C++, How to Statically Initialize a Std::Map at Compile Time

C++, can I statically initialize a std::map at compile time?

Not in C++98. C++11 supports this, so if you enable C++11 flags and include what g++ suggests, you can.

Edit: from gcc 5 C++11 is on by default

Initialize static const std::map during compile time?

No, you can't initialize the std::map with data in compile time!

However, you can use this "fancier" initializer if you prefer, then you can have your data in a const std::map, in case this is what you are trying to do.

static const map<string, int> m = {
    { "a", 1 },
    { "b", 2 }
};

But AGAIN, this WILL NOT initialize the std::map itself in compile time. Behind the scenes, std::map will do the job in runtime.

In C++, how do I populate a map at compile-time, given a vector of strings?

There are no vectors, strings, or maps at compile time. In fact, an object of class type with a non-trivial destructor can't be used in a constexpr context. So this simply can't be done.

__________________________________________________

* Problem description *
Decide whether each statement agrees with the thread on initializing a std::map at compile time. Answer yes or no for each, and quote the words of the thread that settle it. 1. Starting with gcc 5, C++11 is turned on by default. 2. The brace initializer shown for the const map makes the std::map get built at compile time. 3. An object of class type with a non-trivial destructor can be used in a constexpr context.

* Information shown *
__________________________________________________

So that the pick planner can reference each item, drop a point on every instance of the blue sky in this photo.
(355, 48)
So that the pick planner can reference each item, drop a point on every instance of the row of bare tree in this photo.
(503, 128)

__________________________________________________

* In response *
1. Yes: "from gcc 5 C++11 is on by default"
2. No: "this WILL NOT initialize the std::map itself in compile time"
3. No: "an object of class type with a non-trivial destructor can't be used in a constexpr context"